ABOUT THIS EXERCISE:
Print nothing except the line holding "Where can you spot the shadow" and the lines that come after it in the material below, and leave the pictures out.

INPUT FOR THIS TASK:
+ + + + + + +
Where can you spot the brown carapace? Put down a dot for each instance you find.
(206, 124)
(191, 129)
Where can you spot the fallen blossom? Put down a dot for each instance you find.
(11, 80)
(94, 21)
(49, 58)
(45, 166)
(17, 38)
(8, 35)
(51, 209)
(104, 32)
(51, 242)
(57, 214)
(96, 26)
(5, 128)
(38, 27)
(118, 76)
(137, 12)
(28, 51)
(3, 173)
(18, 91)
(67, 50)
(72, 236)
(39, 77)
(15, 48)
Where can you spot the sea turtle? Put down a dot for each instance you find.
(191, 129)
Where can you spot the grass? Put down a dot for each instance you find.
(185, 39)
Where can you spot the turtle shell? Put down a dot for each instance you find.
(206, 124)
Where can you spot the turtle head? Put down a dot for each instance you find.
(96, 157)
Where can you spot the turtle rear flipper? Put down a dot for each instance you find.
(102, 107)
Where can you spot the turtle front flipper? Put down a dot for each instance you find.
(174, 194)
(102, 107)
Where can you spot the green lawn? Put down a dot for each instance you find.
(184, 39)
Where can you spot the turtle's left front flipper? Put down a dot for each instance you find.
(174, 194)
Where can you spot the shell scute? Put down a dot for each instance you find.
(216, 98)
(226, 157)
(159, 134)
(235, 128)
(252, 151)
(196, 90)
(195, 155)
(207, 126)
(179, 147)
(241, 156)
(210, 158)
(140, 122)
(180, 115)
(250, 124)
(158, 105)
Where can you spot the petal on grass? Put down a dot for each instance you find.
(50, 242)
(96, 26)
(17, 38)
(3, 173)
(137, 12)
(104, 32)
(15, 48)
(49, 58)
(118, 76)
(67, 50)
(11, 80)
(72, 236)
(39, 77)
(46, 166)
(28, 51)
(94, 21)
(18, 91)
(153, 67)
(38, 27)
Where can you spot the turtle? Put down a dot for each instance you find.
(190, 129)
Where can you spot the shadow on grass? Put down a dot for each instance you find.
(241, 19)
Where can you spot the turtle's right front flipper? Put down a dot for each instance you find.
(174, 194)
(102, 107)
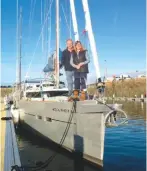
+ + + + + + +
RESPONSE BELOW:
Where can you spot the shadow on grass? Put down a dot for each instance you find.
(241, 19)
Where can you spot the turtle's right front flipper? Put down a dot for each instance you find.
(174, 194)
(102, 107)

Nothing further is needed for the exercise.